"""
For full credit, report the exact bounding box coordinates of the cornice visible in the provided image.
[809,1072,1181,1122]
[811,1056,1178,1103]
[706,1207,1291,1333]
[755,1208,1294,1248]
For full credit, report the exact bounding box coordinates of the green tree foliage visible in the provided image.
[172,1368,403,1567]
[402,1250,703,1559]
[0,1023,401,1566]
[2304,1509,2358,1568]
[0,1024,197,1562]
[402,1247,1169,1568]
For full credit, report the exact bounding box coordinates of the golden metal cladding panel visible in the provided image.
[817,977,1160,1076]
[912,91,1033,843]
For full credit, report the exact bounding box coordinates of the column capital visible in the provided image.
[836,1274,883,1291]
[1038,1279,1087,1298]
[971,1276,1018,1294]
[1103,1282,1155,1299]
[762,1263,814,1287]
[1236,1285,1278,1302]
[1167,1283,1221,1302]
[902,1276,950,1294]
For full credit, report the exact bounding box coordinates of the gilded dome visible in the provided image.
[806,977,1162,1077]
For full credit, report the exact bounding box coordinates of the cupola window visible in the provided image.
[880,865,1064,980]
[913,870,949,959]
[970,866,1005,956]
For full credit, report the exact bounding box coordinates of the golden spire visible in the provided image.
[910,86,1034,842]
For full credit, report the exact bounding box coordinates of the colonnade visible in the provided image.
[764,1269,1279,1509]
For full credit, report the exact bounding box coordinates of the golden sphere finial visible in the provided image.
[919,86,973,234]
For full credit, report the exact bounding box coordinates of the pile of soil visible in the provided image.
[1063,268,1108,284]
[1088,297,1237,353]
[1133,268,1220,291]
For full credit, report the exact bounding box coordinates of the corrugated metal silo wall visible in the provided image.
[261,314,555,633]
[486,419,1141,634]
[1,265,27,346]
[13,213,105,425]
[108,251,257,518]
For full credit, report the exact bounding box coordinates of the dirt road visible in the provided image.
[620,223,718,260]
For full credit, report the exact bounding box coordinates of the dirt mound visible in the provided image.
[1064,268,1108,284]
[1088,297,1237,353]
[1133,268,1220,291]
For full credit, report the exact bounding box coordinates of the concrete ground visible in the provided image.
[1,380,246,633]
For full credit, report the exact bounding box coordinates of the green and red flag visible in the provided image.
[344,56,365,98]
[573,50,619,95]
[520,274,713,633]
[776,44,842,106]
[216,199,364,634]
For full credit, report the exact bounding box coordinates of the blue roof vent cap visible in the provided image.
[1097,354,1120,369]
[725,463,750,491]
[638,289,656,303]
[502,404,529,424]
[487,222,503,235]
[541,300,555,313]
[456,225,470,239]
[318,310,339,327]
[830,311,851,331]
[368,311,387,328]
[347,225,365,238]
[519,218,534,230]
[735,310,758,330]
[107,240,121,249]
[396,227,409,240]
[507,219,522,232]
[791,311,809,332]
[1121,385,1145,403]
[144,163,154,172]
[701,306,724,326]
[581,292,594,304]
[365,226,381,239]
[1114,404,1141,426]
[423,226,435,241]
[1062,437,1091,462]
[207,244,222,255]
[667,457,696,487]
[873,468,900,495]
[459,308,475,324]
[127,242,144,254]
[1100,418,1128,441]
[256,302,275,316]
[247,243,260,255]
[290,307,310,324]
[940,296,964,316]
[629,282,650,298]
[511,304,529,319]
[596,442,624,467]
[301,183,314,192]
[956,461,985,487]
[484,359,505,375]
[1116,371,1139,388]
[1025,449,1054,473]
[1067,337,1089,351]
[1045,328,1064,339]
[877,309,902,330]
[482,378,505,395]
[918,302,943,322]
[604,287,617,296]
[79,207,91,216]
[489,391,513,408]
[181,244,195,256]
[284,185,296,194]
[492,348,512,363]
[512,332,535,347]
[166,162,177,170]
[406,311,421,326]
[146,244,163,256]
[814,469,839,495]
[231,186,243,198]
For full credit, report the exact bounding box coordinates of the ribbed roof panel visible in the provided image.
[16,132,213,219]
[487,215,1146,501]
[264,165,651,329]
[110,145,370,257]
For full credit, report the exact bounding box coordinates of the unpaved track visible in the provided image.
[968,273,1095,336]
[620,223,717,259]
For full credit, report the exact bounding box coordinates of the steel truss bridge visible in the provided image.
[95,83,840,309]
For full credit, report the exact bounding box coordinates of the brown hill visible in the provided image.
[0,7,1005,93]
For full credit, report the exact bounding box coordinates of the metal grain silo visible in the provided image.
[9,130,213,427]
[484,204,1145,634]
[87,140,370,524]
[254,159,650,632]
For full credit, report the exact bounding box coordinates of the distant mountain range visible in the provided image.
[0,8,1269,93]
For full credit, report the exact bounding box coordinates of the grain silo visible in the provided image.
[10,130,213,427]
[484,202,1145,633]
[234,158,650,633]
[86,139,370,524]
"""
### Problem statement
Restate word for word the lines from the line containing "range visible in the provided image." through the last line of the listing, inclusive, and nothing beyond them.

### Written answer
For full credit, report the exact bounding box coordinates of the distant mountain range visible in the provided image.
[0,8,1269,93]
For full credit, report the exact bounding box coordinates of the grain silo visible in the provided image.
[10,130,213,427]
[484,202,1145,633]
[234,158,650,633]
[86,139,370,524]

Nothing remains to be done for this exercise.